### Task to carry out
Repeat the whole of the data, keeping every detail the same.

### Records for this exercise

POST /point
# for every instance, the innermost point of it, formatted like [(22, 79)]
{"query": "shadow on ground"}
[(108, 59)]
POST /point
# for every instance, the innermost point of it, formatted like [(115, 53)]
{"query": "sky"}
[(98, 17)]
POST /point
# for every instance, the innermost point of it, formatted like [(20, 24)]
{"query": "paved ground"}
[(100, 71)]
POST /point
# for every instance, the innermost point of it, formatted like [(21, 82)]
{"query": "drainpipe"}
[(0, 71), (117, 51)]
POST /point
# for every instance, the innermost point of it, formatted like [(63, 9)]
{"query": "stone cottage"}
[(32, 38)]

### Result below
POST /point
# for every instance, the innermost point of it, formatted like [(22, 79)]
{"query": "shadow on ground"}
[(108, 59)]
POST /point
# for every instance, the innermost point of it, formatted like [(115, 53)]
{"query": "sky"}
[(98, 17)]
POST /point
# for every instance, the innermost point of it, formatted like [(20, 24)]
{"query": "paved ground"}
[(100, 71)]
POST /point
# for every instance, the innermost point of it, formatted like [(21, 82)]
{"query": "drainpipe"}
[(0, 71), (117, 51)]
POST /point
# for every instance, the innermost point of it, formatted like [(63, 9)]
{"query": "stone cottage"}
[(32, 38)]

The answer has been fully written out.